▸ **Entries provided**:
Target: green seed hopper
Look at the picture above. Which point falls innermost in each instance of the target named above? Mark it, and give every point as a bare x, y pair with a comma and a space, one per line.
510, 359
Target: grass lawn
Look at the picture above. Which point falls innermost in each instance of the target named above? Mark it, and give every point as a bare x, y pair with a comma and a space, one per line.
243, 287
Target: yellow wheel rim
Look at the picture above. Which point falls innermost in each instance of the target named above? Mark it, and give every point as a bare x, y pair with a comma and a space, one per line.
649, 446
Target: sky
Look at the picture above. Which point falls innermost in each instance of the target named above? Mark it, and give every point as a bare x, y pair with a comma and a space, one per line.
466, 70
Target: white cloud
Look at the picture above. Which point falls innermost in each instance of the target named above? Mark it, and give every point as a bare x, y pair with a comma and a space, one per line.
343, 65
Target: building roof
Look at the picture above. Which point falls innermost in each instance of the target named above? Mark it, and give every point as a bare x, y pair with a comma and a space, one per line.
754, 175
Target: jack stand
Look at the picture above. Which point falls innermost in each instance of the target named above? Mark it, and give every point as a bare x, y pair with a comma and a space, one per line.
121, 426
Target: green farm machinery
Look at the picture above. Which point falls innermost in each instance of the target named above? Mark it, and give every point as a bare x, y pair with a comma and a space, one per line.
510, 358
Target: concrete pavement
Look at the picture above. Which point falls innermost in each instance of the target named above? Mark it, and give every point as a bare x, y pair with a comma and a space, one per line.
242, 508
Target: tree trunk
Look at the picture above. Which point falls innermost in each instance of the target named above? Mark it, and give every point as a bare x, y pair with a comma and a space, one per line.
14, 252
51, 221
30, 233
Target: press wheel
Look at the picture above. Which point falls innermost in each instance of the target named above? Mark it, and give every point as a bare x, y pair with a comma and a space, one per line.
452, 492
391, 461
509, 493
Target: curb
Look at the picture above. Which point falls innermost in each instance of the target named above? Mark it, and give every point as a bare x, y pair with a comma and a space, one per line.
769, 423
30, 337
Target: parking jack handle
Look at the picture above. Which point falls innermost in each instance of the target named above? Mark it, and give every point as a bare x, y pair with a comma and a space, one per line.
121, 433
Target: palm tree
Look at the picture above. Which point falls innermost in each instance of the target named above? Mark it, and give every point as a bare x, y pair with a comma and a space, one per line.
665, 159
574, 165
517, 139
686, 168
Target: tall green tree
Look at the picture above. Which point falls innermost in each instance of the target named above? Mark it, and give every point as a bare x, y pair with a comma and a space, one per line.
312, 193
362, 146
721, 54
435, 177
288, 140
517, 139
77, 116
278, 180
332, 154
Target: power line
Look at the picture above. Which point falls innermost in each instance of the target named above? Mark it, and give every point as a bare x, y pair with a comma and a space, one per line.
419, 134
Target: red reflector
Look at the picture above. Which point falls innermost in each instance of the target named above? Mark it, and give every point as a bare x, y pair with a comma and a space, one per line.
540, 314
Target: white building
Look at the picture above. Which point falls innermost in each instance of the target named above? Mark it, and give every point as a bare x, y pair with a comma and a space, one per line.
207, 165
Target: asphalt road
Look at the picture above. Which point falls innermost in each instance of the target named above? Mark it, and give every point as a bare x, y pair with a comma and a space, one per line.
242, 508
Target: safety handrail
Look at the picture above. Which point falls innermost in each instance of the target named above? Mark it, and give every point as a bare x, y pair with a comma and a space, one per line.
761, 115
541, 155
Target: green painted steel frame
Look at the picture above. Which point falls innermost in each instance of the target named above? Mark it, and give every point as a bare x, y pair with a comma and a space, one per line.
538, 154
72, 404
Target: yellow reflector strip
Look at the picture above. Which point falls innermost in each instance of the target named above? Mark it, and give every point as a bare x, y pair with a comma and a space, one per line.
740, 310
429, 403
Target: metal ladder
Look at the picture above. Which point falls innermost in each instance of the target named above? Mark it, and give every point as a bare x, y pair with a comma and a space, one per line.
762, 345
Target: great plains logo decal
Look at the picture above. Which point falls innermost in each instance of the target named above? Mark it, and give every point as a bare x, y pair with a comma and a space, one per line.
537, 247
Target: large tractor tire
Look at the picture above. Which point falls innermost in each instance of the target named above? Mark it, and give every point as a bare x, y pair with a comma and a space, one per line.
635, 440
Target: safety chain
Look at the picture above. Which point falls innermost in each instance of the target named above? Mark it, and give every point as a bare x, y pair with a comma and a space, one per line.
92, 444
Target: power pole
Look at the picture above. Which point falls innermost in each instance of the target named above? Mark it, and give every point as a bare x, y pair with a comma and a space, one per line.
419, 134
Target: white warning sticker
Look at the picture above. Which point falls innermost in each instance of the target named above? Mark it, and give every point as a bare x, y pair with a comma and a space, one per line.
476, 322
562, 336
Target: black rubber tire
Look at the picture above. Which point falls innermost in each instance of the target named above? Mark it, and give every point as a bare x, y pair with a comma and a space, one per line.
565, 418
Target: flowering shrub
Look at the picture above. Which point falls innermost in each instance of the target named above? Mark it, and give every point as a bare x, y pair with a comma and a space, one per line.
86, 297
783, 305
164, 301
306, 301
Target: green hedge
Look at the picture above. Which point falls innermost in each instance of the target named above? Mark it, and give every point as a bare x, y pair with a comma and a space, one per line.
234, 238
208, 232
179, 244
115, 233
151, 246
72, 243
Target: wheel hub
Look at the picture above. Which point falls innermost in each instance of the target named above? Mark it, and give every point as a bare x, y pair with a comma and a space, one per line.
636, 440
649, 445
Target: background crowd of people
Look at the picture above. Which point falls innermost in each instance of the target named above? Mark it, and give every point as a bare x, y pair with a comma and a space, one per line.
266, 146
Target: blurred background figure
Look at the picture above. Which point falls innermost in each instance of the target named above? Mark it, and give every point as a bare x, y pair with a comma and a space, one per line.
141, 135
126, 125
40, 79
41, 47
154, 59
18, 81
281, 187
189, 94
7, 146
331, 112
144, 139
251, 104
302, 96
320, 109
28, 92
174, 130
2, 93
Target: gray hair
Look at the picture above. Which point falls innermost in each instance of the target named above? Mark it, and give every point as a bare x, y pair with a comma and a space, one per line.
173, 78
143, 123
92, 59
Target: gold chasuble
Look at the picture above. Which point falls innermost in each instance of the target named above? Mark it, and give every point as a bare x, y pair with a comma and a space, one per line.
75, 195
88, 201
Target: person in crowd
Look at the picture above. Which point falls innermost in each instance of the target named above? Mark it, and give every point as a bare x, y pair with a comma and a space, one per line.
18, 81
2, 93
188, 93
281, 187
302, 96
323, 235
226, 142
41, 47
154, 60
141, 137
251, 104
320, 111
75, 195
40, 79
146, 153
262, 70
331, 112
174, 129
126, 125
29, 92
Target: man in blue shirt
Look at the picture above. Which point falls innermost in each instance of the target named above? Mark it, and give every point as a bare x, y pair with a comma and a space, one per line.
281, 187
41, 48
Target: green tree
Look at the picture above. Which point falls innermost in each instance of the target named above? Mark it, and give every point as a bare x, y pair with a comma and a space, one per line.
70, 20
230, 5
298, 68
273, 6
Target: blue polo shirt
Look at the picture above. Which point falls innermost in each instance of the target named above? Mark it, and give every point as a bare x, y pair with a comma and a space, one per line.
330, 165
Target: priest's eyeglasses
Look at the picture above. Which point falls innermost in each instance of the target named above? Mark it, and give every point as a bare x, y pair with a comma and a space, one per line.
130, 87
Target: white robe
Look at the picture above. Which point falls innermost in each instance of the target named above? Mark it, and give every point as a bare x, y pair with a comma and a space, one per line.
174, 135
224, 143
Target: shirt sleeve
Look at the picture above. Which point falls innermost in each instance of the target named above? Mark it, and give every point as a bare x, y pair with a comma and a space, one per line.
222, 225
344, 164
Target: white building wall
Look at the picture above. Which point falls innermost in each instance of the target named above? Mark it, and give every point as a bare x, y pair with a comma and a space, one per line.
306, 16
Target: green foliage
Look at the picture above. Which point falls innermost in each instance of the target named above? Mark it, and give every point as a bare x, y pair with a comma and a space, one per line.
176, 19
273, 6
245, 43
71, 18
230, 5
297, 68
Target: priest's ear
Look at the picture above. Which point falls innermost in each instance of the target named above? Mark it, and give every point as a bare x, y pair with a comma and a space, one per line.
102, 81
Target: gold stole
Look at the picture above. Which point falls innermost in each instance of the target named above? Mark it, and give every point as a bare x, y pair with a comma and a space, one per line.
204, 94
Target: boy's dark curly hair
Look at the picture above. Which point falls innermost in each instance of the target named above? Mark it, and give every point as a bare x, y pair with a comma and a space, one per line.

▸ **Task directions**: Repeat exactly the lines from the line containing "Target: green foliage" through the end of the listing above; both boundary lines are part of the output.

▸ **Answer to this task**:
Target: green foliage
Look at the picture above. Which point falls innermost in each instance of the target named above? Mark it, and give every point as a bare x, y pair with a comma and a space, one per line.
176, 19
273, 6
245, 43
71, 18
230, 5
297, 68
Target: priest's ear
Look at the picture above. Which point falls innermost in each instance of the target named above? Mark it, and give every point as a bare x, y pair with a comma and a space, one per line.
102, 81
Target: gold stole
Look at the picture above. Which point falls innermost in each instance of the target named above? Mark it, and give every point as a bare x, y pair with a comma and a space, one per line.
204, 94
Target: boy's dark curly hair
Look at the picture above. Which point falls innermost in each instance of the target named above? Mark it, and give every point as a bare x, y pair with a comma and a space, one per line.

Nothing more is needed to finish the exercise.